PASSAGE FOR REVIEW ::
=== Begin Enclosure ===

New regional opioid response plan increases access to services, boost awareness

Opioid deaths in Waterloo region have risen 270 per cent in just three years, a new report looking at ways to curb the growing crisis says.

Report shows 85 people died in Waterloo region from opioid overdoses in 2017

A new opioid response plan says there's a need to look at other pain management options for patients as well as options for opioid replacement therapy for residential treatment. (CBC News)

Opioid deaths in Waterloo region have risen 270 per cent in just three years, a new report looking at ways to curb the growing crisis says.

The region's community services committee will be presented with an opioid response plan during Tuesday's meeting.

The plan notes in 2015, there were 23 opioid-related deaths in the region. That rose to 38 in 2016.

In 2017, there were 85 opioid-related deaths, up from a previously reported 71. That number was updated recently by the Office of the Chief Coroner for Ontario after a lag in obtaining death data, the plan said.

The opioid response plan has been developed by a number of community partners along with the Waterloo Region Integrated Drugs Strategy.

It is meant to be "dynamic, in that it is a living document that can be responsive to the community need and will revisited, reviewed and refined," it says.

Four-pillar approach

The goal "is to prevent, reduce or eliminate problematic opioid use and associated harms using a four pillar approach."

The four pillars include:

Prevention includes youth engagement including the "youth in Iceland" approach and expanding education and awareness campaigns.

Harm reduction includes creating spaces for people who use substances to do so under the care of trained staff, such as supervised consumption sites. "Stakeholders identified the urgent need to keep people alive now," the plan said.

Recovery and rehabilitation includes expanding rapid access addiction medical clinics and exploring new legislation that allows family physicians to prescribe opioid replacement therapy for residential treatment.

=== End Enclosure ===

WHAT NEEDS TO BE DONE :: Resume the article on Waterloo region's opioid response plan, starting right after its final sentence. The data that come next are separate material and have no connection to the article on Waterloo region's opioid response plan.

EXCERPTED DATA ::
=== Begin Enclosure ===

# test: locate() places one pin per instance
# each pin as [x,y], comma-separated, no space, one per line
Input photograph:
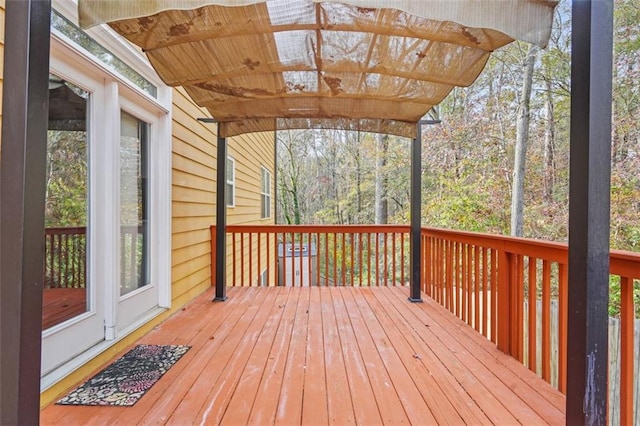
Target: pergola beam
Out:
[589,216]
[22,198]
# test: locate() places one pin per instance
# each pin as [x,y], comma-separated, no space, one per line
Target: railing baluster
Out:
[504,302]
[393,259]
[344,260]
[259,270]
[519,299]
[318,283]
[532,296]
[627,315]
[457,247]
[494,295]
[360,250]
[423,247]
[250,263]
[563,294]
[326,259]
[546,320]
[476,287]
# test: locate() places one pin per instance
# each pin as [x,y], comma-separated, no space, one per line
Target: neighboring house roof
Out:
[346,64]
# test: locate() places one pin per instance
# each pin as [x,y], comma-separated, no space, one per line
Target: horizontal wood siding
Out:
[193,212]
[251,152]
[193,198]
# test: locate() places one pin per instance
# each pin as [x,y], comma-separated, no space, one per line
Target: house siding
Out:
[193,209]
[247,208]
[193,206]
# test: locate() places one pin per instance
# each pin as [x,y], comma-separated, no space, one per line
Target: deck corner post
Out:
[221,220]
[22,200]
[416,217]
[589,216]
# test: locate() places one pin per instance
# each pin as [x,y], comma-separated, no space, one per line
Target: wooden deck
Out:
[325,355]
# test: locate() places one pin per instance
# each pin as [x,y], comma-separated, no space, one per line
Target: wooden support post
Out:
[589,186]
[22,198]
[416,225]
[221,220]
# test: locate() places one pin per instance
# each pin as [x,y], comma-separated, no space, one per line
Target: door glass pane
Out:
[66,209]
[134,234]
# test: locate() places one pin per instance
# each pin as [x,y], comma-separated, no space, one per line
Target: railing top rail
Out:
[548,250]
[61,230]
[623,263]
[305,229]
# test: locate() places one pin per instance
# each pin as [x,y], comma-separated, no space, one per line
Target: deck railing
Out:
[511,290]
[65,263]
[303,255]
[514,291]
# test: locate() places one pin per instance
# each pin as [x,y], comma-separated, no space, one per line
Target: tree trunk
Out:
[522,140]
[549,145]
[382,203]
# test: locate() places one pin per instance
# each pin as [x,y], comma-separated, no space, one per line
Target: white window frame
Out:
[116,93]
[230,199]
[264,172]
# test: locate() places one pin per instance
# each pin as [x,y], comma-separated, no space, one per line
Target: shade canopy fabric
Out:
[368,65]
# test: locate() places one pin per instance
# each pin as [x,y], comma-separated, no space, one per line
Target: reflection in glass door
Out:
[134,223]
[66,210]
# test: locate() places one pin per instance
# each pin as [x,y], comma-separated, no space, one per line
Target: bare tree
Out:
[522,140]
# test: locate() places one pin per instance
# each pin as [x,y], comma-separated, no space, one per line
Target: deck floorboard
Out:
[328,355]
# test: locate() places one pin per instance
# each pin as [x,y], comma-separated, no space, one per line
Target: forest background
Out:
[469,162]
[497,163]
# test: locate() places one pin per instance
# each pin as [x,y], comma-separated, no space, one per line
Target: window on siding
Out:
[231,182]
[265,194]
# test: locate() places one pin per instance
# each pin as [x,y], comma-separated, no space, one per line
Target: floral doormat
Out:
[124,381]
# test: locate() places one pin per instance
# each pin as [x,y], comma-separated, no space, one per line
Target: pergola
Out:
[259,65]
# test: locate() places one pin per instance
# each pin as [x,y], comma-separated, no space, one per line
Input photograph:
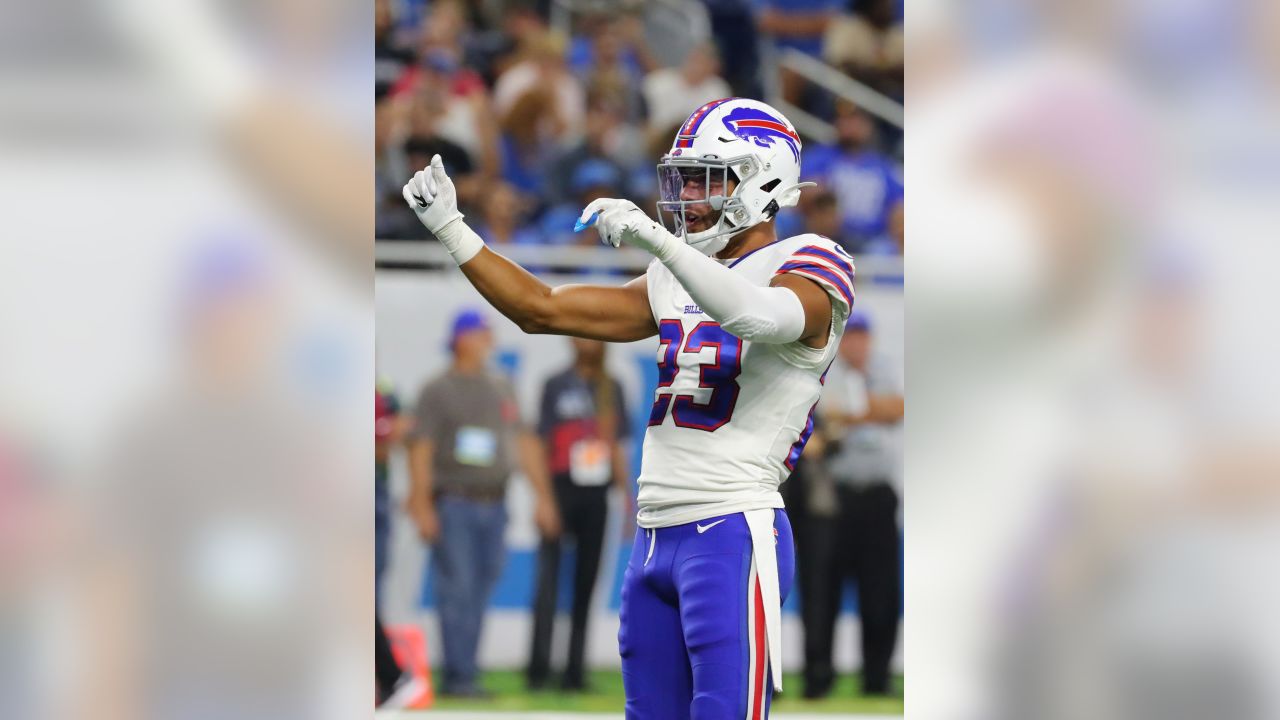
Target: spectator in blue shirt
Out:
[867,183]
[796,24]
[592,180]
[503,215]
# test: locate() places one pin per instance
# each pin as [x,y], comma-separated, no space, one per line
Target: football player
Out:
[746,328]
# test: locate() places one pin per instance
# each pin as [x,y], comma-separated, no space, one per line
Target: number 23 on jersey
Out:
[718,374]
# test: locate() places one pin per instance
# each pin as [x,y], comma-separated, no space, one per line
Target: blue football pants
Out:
[691,630]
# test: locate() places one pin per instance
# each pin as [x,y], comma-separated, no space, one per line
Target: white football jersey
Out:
[730,417]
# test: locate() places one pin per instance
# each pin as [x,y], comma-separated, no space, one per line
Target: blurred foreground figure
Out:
[583,420]
[862,404]
[466,437]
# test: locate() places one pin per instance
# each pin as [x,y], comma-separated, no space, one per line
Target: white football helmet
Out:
[730,139]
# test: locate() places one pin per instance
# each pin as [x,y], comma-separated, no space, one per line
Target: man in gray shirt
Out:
[863,408]
[465,446]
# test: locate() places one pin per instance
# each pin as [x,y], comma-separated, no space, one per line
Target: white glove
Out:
[764,314]
[621,222]
[435,201]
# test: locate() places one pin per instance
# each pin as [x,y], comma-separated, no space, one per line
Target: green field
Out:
[606,696]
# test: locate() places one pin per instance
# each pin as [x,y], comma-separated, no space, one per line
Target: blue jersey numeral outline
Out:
[720,376]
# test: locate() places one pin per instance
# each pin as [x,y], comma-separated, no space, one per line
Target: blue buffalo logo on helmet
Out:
[762,128]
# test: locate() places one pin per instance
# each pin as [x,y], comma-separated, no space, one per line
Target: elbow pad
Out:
[773,315]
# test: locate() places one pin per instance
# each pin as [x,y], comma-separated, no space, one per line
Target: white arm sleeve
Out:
[754,313]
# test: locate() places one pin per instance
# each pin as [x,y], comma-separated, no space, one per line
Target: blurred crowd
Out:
[534,123]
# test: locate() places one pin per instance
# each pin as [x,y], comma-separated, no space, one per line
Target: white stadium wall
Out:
[412,317]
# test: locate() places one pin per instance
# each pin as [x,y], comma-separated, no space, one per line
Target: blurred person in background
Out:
[862,405]
[607,140]
[796,24]
[205,569]
[425,140]
[583,423]
[466,437]
[867,44]
[396,688]
[503,214]
[592,180]
[735,33]
[892,241]
[671,92]
[819,214]
[529,146]
[612,58]
[814,511]
[562,99]
[392,54]
[391,114]
[865,181]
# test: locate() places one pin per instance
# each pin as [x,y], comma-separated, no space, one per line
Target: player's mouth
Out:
[695,222]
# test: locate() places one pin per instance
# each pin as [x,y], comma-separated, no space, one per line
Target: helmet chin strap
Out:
[712,240]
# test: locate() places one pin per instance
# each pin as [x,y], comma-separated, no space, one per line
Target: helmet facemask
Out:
[696,200]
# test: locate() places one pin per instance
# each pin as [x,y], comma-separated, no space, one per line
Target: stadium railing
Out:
[832,81]
[624,261]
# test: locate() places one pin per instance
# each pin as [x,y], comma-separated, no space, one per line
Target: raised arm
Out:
[616,314]
[613,314]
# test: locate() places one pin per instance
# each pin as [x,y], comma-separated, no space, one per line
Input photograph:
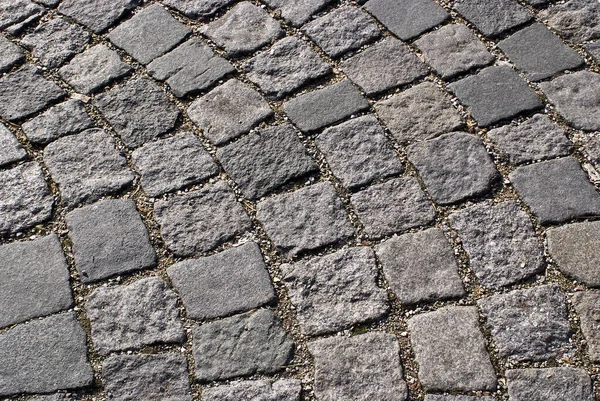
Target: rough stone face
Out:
[306,219]
[241,345]
[109,238]
[44,356]
[265,160]
[450,350]
[420,267]
[229,111]
[146,377]
[358,368]
[419,113]
[229,282]
[199,221]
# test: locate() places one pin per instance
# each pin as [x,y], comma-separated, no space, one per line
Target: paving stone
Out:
[94,69]
[358,152]
[419,113]
[493,17]
[161,377]
[139,111]
[190,68]
[407,18]
[556,190]
[25,199]
[576,99]
[500,241]
[35,280]
[359,368]
[63,119]
[133,316]
[25,92]
[173,163]
[240,345]
[286,66]
[552,384]
[454,49]
[450,350]
[326,106]
[336,291]
[56,41]
[44,356]
[109,238]
[306,219]
[420,267]
[266,159]
[199,221]
[528,325]
[149,34]
[229,111]
[229,282]
[534,139]
[494,94]
[385,65]
[243,29]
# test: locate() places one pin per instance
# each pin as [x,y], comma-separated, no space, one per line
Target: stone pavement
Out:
[277,200]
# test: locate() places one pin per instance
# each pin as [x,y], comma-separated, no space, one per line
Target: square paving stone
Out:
[200,221]
[500,241]
[35,280]
[454,167]
[229,111]
[43,356]
[138,111]
[288,65]
[494,94]
[305,220]
[407,18]
[133,316]
[420,267]
[266,159]
[189,68]
[25,199]
[419,113]
[25,92]
[385,65]
[326,106]
[450,350]
[229,282]
[528,325]
[393,206]
[161,377]
[556,190]
[86,167]
[336,291]
[149,34]
[109,238]
[243,29]
[359,368]
[358,152]
[454,49]
[241,345]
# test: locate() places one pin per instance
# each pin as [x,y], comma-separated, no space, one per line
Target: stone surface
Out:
[359,368]
[200,221]
[229,282]
[305,220]
[336,291]
[240,345]
[265,160]
[109,238]
[229,111]
[420,267]
[450,350]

=== End Enclosure ===

THE ANSWER ::
Enforcement and justice includes building a LEAD system law enforcement assisted diversion. It's a strategy used in Seattle that "has been identified as a promising practice" but the plan notes "there is a lack of resources to build community capacity for all the elements that would need to be in place for program implementation. Redirection with low level offences requires community capacity for alternatives to incarceration."

'Need for a culture shift'

There are a number of ways the four pillars can be implemented, the plan says. It includes things like campaigns modelled after the Let's Talk mental health event which uses celebrities to help spread the message to increasing the capacity to help people with addictions to developing better approaches to pain management.

"There is a need for a culture shift to reduce stigma so that barriers are removed to access support when needed and create a culture that is welcoming to people and family and friends who are using opioids," the plan says.

"There is recognition that no one agency can address the complex issue of problematic substance use and that it is through partnership, integration and collaboration across all four pillars that these issues may be reduced or eliminated."